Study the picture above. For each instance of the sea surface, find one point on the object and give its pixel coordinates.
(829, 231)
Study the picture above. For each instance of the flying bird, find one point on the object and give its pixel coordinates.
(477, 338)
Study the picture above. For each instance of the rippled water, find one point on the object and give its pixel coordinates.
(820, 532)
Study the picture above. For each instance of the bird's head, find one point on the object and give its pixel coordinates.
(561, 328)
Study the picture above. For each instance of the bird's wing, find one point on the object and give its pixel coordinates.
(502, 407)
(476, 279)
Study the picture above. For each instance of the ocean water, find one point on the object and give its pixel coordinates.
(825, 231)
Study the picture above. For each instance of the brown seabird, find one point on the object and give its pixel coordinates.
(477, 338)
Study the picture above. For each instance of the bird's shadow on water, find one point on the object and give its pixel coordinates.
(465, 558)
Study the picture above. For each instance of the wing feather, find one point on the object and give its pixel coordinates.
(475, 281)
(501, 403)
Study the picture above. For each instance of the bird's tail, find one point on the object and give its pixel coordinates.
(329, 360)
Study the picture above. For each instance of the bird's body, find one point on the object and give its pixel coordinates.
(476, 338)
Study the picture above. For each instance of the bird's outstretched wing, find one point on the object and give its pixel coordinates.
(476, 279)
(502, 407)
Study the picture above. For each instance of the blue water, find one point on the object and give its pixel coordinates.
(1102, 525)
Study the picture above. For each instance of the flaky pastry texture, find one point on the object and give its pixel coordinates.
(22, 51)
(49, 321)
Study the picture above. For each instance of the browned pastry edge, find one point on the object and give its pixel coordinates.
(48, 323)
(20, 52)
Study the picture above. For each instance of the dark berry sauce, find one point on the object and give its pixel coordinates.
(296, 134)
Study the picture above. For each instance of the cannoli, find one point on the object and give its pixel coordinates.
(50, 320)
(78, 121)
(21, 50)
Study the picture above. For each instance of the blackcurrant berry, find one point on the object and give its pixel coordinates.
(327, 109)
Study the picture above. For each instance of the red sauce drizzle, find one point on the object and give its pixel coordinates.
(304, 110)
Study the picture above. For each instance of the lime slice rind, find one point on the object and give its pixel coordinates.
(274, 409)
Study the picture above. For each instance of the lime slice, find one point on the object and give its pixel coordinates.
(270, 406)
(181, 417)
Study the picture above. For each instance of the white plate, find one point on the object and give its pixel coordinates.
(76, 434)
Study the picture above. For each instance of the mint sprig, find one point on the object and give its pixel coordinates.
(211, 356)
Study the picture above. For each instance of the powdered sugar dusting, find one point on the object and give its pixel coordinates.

┄┄┄┄┄┄

OBJECTIVE:
Repeat the data from the line containing "Study the picture above. For each instance of the white" through the end, renaming "mint sprig" as "basil leaf" and leaving everything else unchanged.

WRITTEN ANSWER:
Study the picture above. For each instance of the white plate, find one point on the object and give its pixel coordinates.
(76, 434)
Study the picture above. For each instance of the basil leaf, find one point on the object and give its pixel coordinates.
(211, 356)
Study the picture above. For each instance of the powdered sugar dusting, find one point on the object and give its pixel coordinates.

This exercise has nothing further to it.